In the Friday, March 1, 2024 POLITICO Pro Morning Tech Newsletter (Subscriber Only), Mallory Culhane and John Hende cite The Future of Free Speech‘s latest report, “Freedom of Expression in Generative AI – A Snapshot of Content Policies”:

THE CONTENT WARS 

ANALYZING CHATBOT CONTENT POLICIES — Some of the most popular chatbots’ policies on hate speech and disinformation are too broad and vague, posing a threat to users’ freedom of expression when using the platforms, researchers from The Future of Free Speech argue in a report out this morning.

THE DATA:
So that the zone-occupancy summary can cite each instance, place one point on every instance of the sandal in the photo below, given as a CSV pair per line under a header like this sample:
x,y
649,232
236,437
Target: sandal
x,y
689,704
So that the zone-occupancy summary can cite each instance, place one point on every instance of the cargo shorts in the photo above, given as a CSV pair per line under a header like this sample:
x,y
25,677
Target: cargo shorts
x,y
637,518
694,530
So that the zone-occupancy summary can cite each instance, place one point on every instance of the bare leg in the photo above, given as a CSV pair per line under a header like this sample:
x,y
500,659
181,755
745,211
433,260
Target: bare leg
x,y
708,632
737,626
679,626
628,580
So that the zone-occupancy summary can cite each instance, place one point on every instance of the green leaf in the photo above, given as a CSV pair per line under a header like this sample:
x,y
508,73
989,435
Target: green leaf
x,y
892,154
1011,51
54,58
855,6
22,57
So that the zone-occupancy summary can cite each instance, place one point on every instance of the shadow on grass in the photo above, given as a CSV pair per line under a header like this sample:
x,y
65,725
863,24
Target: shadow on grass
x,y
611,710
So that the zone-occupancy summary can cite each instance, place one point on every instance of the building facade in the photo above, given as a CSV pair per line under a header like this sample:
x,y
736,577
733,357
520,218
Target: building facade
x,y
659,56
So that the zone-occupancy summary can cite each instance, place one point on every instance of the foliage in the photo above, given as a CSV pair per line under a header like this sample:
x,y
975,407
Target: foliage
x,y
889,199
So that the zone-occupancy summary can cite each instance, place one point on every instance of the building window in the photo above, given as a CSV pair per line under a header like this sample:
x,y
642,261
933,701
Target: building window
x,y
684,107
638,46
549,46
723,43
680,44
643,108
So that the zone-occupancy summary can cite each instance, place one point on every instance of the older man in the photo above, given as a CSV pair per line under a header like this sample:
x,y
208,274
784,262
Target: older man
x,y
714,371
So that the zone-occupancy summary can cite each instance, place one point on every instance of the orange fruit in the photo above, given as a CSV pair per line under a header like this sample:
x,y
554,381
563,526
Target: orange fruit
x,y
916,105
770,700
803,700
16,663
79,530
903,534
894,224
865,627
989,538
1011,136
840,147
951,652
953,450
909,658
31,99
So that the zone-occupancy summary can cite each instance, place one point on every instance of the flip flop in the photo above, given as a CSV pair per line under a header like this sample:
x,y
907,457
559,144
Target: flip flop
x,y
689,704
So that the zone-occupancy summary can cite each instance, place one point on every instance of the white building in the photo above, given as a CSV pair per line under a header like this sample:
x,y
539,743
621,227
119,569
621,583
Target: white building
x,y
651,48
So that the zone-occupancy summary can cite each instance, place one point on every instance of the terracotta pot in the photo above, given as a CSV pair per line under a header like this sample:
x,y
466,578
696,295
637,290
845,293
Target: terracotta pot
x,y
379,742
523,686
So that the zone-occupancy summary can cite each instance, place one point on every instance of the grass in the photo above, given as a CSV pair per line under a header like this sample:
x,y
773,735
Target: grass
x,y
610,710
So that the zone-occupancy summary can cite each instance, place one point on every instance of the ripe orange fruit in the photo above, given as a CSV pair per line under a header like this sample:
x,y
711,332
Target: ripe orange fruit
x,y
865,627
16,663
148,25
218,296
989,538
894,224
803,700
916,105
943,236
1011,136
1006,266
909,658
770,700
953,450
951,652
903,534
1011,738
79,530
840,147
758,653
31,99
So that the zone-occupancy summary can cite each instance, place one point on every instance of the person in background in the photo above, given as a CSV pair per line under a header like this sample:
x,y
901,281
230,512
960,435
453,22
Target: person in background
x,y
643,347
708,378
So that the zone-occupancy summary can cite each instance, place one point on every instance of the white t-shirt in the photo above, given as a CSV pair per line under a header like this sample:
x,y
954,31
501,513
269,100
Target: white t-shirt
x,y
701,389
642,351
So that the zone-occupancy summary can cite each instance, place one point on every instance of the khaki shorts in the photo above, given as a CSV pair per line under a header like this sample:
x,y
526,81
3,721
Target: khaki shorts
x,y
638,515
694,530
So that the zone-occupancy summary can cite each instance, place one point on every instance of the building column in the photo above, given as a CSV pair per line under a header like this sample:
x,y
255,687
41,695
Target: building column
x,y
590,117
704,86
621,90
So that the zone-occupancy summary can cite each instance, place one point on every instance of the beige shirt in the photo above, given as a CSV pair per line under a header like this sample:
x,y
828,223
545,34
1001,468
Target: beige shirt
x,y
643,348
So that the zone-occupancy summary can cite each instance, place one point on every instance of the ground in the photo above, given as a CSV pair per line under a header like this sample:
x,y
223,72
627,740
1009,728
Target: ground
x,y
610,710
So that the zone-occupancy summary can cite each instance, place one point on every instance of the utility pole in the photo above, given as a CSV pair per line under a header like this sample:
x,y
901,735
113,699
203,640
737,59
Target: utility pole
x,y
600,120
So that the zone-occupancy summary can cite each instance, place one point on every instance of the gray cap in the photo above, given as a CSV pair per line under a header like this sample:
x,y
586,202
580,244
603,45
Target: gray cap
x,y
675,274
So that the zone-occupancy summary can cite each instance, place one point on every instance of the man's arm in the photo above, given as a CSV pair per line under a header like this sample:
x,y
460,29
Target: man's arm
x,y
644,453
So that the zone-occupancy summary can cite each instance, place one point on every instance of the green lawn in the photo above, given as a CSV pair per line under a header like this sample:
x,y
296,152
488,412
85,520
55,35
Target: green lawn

BRIEF 1: In the newsletter excerpt, which group's researchers argue that popular chatbots' policies on hate speech and disinformation are too broad and vague?
BRIEF 2: Return the newsletter excerpt from "ANALYZING CHATBOT CONTENT" up to and including "out this morning.", copied word for word.
BRIEF 3: Carry the newsletter excerpt on chatbot content policies forward from where it stops.

TASK ANSWER 1: The Future of Free Speech

TASK ANSWER 2:
ANALYZING CHATBOT CONTENT POLICIES — Some of the most popular chatbots’ policies on hate speech and disinformation are too broad and vague, posing a threat to users’ freedom of expression when using the platforms, researchers from The Future of Free Speech argue in a report out this morning.

TASK ANSWER 3:
Researchers at the Future of Free Speech — a collaboration between global think tank Justitia [ . . . ] and Vanderbilt University that advocates for free speech in the digital era — analyzed content policies of six of the most popular chatbots and found that many lack precise definitions on what constitutes mis- or disinformation or hate speech. Without a clear line being drawn, researchers argue that companies may be excessively restricting content generated by their AI tools and potentially limiting users’ freedom of expression. The paper recommends that any restrictions on output “should be narrow and well-defined to protect our ability to express ourselves, seek information, effectively search for the truth, and protect our democracies.”

Makers of five of the six chatbots in the study — Google, OpenAI, AI21 Labs, Cohere and Inflection did not respond to requests for comment. Anthropic declined to comment.